### [GOAL OF THE EXERCISE]
Give all of the records again. Match them exactly.

Phrase grounding data:
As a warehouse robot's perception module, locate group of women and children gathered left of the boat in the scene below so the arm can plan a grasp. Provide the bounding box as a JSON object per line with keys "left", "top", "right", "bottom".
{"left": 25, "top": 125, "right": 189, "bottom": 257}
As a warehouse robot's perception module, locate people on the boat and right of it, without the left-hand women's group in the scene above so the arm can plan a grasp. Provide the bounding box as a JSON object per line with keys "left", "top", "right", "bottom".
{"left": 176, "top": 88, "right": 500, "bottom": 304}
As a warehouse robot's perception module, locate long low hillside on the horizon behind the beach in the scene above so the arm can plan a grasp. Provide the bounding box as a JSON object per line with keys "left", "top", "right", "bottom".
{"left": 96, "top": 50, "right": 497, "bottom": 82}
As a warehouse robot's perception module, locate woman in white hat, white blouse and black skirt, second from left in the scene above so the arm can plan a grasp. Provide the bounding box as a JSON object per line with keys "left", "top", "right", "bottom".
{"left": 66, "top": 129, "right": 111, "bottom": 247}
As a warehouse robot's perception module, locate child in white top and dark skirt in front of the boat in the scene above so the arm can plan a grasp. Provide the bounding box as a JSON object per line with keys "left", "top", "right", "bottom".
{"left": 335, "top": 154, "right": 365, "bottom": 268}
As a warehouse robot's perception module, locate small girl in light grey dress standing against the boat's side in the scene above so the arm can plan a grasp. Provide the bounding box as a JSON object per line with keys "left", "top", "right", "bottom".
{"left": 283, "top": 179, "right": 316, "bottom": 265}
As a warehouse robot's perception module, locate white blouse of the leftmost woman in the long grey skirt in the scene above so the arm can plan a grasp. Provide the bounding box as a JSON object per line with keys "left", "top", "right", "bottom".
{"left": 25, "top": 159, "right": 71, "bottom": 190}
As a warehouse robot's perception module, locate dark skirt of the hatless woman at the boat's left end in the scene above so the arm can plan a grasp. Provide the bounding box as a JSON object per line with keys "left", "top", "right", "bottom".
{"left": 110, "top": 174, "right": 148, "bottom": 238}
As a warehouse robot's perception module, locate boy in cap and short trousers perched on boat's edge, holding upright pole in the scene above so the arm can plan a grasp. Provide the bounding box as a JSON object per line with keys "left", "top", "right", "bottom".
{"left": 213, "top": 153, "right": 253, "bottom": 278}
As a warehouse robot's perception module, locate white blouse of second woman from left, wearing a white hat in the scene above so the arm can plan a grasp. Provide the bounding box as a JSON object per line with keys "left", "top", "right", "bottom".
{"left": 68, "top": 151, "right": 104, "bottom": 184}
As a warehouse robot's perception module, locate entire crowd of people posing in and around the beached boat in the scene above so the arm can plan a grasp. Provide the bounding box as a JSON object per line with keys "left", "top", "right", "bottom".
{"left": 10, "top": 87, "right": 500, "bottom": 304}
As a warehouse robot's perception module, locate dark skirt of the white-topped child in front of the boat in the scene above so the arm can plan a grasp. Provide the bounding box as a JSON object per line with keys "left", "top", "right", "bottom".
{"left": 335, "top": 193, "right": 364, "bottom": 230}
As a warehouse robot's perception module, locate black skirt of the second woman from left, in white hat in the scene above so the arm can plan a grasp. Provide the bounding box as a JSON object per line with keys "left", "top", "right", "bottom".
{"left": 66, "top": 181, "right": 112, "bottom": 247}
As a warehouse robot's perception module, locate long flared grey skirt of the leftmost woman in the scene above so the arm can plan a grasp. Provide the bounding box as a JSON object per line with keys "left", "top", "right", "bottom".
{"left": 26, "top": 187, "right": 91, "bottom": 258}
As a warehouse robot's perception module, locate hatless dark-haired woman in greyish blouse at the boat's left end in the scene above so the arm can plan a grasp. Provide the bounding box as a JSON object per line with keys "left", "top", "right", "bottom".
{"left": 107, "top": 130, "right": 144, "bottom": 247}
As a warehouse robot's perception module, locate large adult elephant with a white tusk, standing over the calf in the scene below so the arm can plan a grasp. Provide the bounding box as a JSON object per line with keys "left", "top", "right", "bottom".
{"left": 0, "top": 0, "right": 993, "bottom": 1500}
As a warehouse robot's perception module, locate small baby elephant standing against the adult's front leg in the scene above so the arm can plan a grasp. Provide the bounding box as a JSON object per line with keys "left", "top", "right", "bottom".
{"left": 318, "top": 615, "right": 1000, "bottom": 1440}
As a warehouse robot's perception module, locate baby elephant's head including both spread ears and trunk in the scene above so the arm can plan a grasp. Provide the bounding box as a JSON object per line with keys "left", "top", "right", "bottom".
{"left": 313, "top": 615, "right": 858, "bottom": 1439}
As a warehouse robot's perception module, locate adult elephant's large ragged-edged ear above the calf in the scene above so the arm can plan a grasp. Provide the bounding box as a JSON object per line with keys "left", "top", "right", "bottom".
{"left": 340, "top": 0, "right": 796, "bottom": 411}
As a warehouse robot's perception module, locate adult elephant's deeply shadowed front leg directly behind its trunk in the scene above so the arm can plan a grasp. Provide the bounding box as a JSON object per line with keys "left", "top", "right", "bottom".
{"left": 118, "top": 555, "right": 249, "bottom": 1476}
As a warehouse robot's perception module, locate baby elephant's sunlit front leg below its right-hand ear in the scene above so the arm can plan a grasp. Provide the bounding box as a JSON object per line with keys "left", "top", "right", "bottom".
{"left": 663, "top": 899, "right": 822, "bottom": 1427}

### [WRITTEN ANSWER]
As a warehouse robot's perception module, locate group of women and children gathered left of the boat in the scene below so the arm can plan a grasp. Provide the bounding box as a JSON object per line with keys "left", "top", "right", "bottom".
{"left": 25, "top": 125, "right": 189, "bottom": 257}
As a warehouse robot's perception module, locate people on the boat and right of it, without the left-hand women's group in the scene above so the arm can plan a grasp. Provide the bounding box as a JSON object per line with keys "left", "top", "right", "bottom".
{"left": 176, "top": 88, "right": 500, "bottom": 304}
As a warehouse robot's perception module, locate long low hillside on the horizon behind the beach in the scene above so the arm can plan a grasp. Provide the bounding box as a JSON object per line with keys "left", "top", "right", "bottom".
{"left": 96, "top": 50, "right": 497, "bottom": 82}
As a warehouse robot's perception module, locate woman in white hat, white blouse and black skirt, second from left in the scene above so the arm can plan a grasp. Provide the bounding box as a JSON object per line with keys "left", "top", "right", "bottom".
{"left": 66, "top": 129, "right": 111, "bottom": 247}
As a warehouse robot's perception module, locate child in white top and dark skirt in front of the boat in the scene above so the arm can plan a grasp. Provide the bounding box as a JSON object per line with keys "left", "top", "right", "bottom".
{"left": 335, "top": 154, "right": 365, "bottom": 268}
As a warehouse robot's perception module, locate small girl in light grey dress standing against the boat's side in the scene above so the arm can plan a grasp. Provide the bounding box as a JSON object per line with keys "left", "top", "right", "bottom".
{"left": 283, "top": 179, "right": 316, "bottom": 265}
As a warehouse robot's perception module, locate white blouse of the leftmost woman in the long grey skirt in the scene above so the arm can plan a grasp. Provide the bounding box as a JSON object per line with keys "left", "top", "right", "bottom".
{"left": 25, "top": 159, "right": 71, "bottom": 190}
As a warehouse robot's perception module, locate dark skirt of the hatless woman at the boat's left end in the scene above so the arm can plan a grasp. Provide the bounding box as a JSON object per line with keys "left", "top", "right", "bottom".
{"left": 110, "top": 174, "right": 148, "bottom": 238}
As a warehouse robot's perception module, locate boy in cap and short trousers perched on boat's edge, holding upright pole in the scene above so the arm can plan a grasp. Provide the bounding box as a JSON object per line with keys "left", "top", "right", "bottom".
{"left": 213, "top": 153, "right": 253, "bottom": 278}
As a warehouse robot's perception module, locate white blouse of second woman from left, wearing a white hat in the scene above so the arm can plan a grasp. Provide the bounding box as a JSON object per line with keys "left", "top", "right", "bottom".
{"left": 68, "top": 151, "right": 104, "bottom": 184}
As a warehouse robot's perception module, locate entire crowd of people posing in and around the beached boat in the scene above so the arm can plan a grasp. Provide the bounding box as a JSON object per line with keys "left", "top", "right", "bottom".
{"left": 10, "top": 87, "right": 500, "bottom": 304}
As a warehouse robot's perception module, locate dark skirt of the white-topped child in front of the boat in the scene above so the arm can plan a grasp. Provide the bounding box as a JSON object per line with keys "left", "top", "right", "bottom".
{"left": 335, "top": 193, "right": 364, "bottom": 230}
As a warehouse robot's perception module, locate black skirt of the second woman from left, in white hat in the scene above so the arm can plan a grasp. Provide the bounding box as a JSON object per line with keys "left", "top", "right", "bottom".
{"left": 66, "top": 181, "right": 112, "bottom": 247}
As a warehouse robot's perception module, locate long flared grey skirt of the leftmost woman in the scene above so the arm can plan a grasp. Provide the bounding box as a JSON object per line with keys "left", "top", "right", "bottom".
{"left": 26, "top": 187, "right": 91, "bottom": 258}
As a warehouse robot's perception module, locate hatless dark-haired woman in greyish blouse at the boat's left end in the scene above so the arm can plan a grasp. Provide the bounding box as a JSON object per line with keys "left", "top", "right", "bottom".
{"left": 107, "top": 130, "right": 144, "bottom": 247}
As a warehouse robot's perception module, locate large adult elephant with a white tusk, standing over the calf in the scene below so the arm can plan a grasp. Provide the bounding box as a JSON object per line with keys "left", "top", "right", "bottom".
{"left": 0, "top": 0, "right": 993, "bottom": 1500}
As a warehouse robot's perception module, locate small baby elephant standing against the adult's front leg in the scene above so the arm can plan a grasp. Provide the bounding box as a JSON object per line with keys "left", "top", "right", "bottom".
{"left": 318, "top": 615, "right": 1000, "bottom": 1440}
As a warehouse robot's perception module, locate baby elephant's head including both spread ears and trunk in the scene above so the arm can plan a grasp. Provide the bounding box as a JSON object per line with keys "left", "top", "right", "bottom".
{"left": 313, "top": 615, "right": 858, "bottom": 1439}
As a warehouse robot's perception module, locate adult elephant's large ragged-edged ear above the calf in the scene above so the arm can plan a grasp. Provide the bounding box as a JSON object per line with keys "left", "top", "right", "bottom".
{"left": 340, "top": 0, "right": 796, "bottom": 411}
As a warehouse robot's perception module, locate adult elephant's deeply shadowed front leg directly behind its trunk in the scene above so the arm can plan a grasp. Provide the bounding box as a JSON object per line with keys "left", "top", "right", "bottom".
{"left": 118, "top": 555, "right": 249, "bottom": 1476}
As a warehouse robot's perception module, locate baby elephant's sunlit front leg below its right-hand ear in the scene above so the arm can plan a grasp. Provide the bounding box as a JSON object per line with keys "left", "top", "right", "bottom".
{"left": 663, "top": 899, "right": 822, "bottom": 1427}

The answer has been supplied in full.